━━ RAW DATA ━━
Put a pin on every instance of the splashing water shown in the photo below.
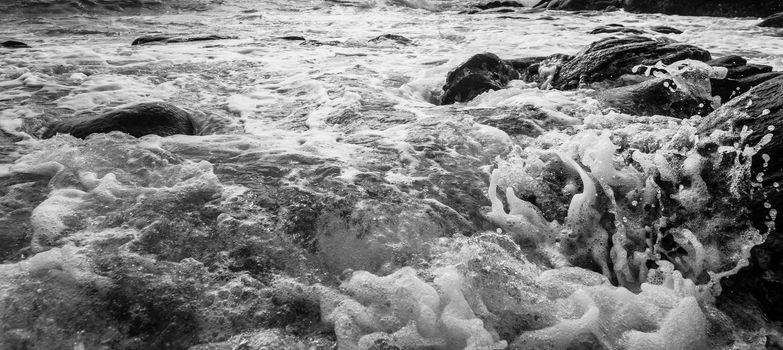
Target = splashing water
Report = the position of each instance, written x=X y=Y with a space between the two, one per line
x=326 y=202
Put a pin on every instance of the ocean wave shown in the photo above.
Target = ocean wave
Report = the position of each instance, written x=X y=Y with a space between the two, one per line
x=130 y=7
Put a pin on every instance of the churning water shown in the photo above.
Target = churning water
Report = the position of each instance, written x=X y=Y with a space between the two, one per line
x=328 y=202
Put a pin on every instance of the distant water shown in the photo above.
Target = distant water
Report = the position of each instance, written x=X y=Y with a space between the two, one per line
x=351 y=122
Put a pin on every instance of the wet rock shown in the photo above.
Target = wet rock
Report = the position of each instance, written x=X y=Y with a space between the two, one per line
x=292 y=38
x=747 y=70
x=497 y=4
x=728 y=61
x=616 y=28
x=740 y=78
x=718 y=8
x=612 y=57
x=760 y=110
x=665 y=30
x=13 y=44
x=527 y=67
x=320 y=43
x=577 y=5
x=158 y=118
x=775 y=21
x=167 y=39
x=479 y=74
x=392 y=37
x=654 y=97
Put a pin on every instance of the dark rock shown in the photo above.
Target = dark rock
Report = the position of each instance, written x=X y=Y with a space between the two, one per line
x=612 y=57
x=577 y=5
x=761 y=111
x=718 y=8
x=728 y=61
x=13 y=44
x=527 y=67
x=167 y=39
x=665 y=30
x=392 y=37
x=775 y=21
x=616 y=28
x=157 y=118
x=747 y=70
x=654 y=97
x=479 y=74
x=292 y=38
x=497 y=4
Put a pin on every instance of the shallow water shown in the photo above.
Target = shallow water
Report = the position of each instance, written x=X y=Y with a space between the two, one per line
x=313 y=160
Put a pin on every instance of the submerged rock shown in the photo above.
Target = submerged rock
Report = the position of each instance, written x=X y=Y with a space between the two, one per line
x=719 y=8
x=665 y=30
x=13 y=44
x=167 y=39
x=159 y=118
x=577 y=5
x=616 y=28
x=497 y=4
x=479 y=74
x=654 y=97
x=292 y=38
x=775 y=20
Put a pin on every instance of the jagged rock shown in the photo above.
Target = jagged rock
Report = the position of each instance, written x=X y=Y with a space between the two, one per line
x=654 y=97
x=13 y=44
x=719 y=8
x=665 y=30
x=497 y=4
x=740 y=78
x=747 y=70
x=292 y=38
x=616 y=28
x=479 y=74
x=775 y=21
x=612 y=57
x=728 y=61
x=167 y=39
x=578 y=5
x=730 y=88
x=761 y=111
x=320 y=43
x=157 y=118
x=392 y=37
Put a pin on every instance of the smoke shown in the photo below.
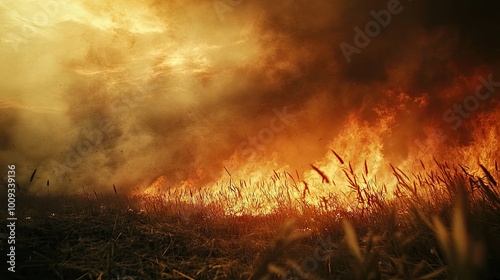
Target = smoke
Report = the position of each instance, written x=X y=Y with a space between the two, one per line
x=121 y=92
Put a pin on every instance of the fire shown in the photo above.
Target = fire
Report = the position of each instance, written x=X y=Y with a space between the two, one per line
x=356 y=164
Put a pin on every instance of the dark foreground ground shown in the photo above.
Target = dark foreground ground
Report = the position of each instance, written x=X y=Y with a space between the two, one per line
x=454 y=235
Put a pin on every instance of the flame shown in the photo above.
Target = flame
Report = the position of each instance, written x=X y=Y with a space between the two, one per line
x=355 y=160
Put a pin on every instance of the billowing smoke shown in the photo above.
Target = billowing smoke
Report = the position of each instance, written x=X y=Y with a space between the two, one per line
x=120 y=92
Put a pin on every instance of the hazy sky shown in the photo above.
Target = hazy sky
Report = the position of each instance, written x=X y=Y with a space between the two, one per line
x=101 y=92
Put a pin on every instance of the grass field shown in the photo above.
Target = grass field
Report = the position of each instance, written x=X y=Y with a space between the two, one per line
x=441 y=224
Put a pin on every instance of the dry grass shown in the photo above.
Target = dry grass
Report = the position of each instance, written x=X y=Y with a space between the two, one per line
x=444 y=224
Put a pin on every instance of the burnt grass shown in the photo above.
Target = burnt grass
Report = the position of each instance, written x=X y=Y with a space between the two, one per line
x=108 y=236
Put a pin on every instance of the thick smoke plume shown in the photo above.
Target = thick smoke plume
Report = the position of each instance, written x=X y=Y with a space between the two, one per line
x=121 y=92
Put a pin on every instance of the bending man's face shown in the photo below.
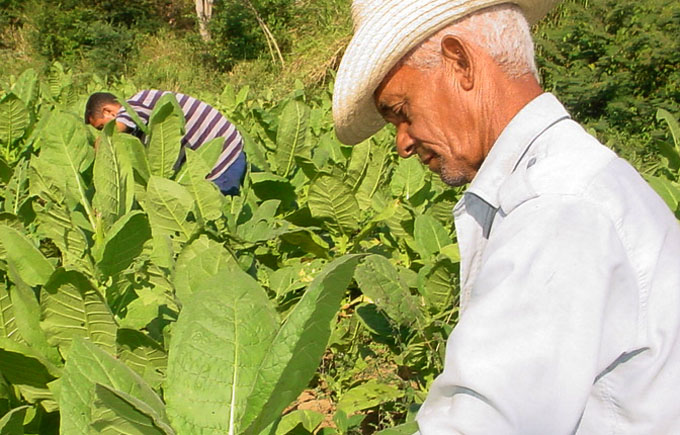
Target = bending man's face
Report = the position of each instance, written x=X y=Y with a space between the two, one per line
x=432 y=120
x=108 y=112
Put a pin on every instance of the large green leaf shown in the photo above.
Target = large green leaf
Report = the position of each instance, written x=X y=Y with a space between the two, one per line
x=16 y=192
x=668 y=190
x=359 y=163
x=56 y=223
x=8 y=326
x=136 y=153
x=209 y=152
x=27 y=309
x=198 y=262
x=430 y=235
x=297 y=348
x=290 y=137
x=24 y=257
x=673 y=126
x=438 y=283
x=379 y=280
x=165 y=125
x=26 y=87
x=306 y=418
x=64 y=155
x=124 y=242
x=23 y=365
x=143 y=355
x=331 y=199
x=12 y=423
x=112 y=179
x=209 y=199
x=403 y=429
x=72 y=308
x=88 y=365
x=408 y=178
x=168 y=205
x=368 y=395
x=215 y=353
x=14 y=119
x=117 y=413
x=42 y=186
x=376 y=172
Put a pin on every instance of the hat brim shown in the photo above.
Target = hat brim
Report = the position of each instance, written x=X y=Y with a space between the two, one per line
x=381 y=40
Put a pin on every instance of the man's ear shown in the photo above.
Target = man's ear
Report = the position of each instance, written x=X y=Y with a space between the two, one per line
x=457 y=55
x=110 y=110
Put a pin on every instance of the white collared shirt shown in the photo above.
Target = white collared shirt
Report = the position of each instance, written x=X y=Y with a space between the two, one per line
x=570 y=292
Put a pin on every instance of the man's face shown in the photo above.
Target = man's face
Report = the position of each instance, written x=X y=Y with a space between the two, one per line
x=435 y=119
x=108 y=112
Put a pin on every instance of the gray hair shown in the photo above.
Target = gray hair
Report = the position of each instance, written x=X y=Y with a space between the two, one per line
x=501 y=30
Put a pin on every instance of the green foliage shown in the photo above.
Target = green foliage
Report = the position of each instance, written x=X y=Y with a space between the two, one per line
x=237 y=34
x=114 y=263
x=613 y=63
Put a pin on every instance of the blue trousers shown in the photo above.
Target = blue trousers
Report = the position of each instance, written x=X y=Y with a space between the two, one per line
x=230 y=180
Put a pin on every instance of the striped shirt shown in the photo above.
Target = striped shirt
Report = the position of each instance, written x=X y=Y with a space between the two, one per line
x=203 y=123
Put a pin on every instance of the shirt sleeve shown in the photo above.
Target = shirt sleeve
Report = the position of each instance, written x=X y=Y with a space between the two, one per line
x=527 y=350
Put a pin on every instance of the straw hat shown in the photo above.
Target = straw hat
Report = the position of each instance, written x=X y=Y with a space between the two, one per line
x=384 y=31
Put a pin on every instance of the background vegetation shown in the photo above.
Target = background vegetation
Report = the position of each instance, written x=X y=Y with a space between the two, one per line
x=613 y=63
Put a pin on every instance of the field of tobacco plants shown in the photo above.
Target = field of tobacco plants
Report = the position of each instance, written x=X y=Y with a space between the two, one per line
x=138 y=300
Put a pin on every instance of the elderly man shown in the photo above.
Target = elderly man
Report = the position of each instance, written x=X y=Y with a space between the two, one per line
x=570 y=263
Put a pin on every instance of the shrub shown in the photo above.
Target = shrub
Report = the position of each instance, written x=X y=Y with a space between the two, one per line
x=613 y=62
━━━
━━ RAW DATA ━━
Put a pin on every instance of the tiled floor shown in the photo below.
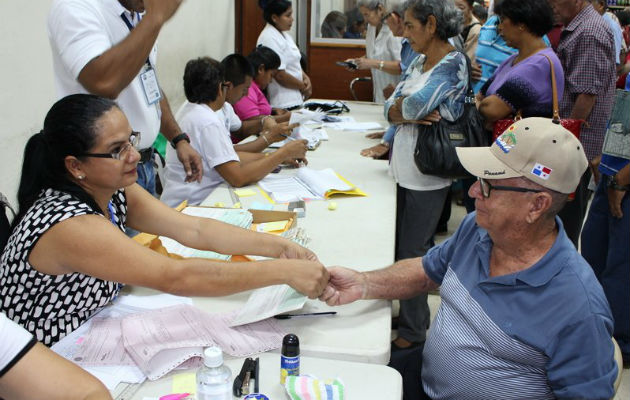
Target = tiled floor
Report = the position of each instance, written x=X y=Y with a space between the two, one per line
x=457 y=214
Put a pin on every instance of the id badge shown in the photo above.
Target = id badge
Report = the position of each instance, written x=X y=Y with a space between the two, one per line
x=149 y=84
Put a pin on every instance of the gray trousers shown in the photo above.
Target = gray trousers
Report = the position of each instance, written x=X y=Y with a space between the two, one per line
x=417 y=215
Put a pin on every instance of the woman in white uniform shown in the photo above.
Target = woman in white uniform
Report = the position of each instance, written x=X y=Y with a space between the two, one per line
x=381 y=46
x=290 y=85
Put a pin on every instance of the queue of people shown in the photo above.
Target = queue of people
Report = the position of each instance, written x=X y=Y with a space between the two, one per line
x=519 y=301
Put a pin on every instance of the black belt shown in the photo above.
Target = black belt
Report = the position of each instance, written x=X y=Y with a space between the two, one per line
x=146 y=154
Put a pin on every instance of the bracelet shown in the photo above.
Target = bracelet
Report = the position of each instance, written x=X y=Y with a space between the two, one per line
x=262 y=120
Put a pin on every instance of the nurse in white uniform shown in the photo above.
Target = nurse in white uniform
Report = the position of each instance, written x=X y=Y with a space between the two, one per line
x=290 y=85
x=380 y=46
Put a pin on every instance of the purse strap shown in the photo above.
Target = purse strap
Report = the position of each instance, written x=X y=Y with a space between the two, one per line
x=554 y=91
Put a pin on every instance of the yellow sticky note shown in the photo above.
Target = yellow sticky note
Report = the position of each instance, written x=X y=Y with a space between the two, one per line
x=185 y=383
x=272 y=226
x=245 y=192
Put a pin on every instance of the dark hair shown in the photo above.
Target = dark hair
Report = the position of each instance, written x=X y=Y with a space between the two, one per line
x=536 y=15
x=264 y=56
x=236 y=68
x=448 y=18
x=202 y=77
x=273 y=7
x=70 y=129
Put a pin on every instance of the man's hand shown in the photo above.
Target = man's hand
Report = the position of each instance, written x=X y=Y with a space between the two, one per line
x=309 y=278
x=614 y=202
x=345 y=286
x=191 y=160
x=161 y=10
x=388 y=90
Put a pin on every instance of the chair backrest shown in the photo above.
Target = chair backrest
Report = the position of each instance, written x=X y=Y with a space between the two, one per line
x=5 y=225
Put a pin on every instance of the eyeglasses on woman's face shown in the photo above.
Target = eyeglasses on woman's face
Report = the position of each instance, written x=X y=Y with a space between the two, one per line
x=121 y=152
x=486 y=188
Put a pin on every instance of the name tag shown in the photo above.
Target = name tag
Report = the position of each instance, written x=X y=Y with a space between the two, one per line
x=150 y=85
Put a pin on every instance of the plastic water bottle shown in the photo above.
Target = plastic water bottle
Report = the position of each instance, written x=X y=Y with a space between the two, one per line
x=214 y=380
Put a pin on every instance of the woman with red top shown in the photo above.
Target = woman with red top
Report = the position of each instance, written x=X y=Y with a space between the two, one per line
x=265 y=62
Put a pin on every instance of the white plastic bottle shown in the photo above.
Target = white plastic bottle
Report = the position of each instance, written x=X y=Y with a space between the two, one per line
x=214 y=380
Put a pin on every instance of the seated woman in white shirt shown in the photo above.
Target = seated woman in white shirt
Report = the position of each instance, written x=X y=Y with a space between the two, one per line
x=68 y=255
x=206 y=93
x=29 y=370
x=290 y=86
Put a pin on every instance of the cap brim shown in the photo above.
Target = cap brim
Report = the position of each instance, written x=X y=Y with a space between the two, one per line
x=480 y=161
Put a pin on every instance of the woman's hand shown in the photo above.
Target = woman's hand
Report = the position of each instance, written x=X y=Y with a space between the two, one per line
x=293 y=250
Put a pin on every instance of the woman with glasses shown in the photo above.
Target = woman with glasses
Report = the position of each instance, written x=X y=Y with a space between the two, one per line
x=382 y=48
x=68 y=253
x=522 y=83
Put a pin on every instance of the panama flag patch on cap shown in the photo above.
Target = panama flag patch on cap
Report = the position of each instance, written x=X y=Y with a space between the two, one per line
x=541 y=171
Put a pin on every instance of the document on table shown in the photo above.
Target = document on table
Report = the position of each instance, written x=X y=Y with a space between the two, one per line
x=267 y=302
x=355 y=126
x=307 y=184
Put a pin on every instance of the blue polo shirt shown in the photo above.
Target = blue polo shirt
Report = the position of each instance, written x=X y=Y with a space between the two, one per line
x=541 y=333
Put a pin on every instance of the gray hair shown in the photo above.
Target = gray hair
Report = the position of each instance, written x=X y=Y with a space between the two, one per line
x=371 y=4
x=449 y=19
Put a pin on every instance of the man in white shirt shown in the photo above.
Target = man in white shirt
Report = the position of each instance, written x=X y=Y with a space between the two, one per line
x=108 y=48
━━━
SHORT PROBLEM: Please copy the entries word for word, from the line with "Put a pin on every instance of the dark hair" up to and including the line with "x=486 y=188".

THE REPLY:
Put a pin on every instance of the dark hair shown in the photo above.
Target = dark hair
Report = the position of each instance, written x=X y=Y with a space between the two, one per line
x=536 y=15
x=264 y=56
x=236 y=68
x=448 y=18
x=202 y=77
x=273 y=7
x=70 y=129
Put a pin on every instance of the man's hand shown in the photo above.
Target = man's hand
Report = the position of each instance, written x=X y=Y with a space between the two, one per line
x=309 y=278
x=614 y=202
x=345 y=286
x=191 y=160
x=161 y=10
x=388 y=90
Put a pin on every instance of the chair backrest shown in the photo above.
Target = chair backrest
Report = the position of each instance, written x=X y=Y with a space between the two, one per line
x=5 y=225
Put a pin on every instance of the eyeglasses on woman's face shown in the photo above.
Target = eyeglasses on woman's face
Report = the position of each instance, written x=X y=Y with a space between the two, one per line
x=121 y=152
x=486 y=188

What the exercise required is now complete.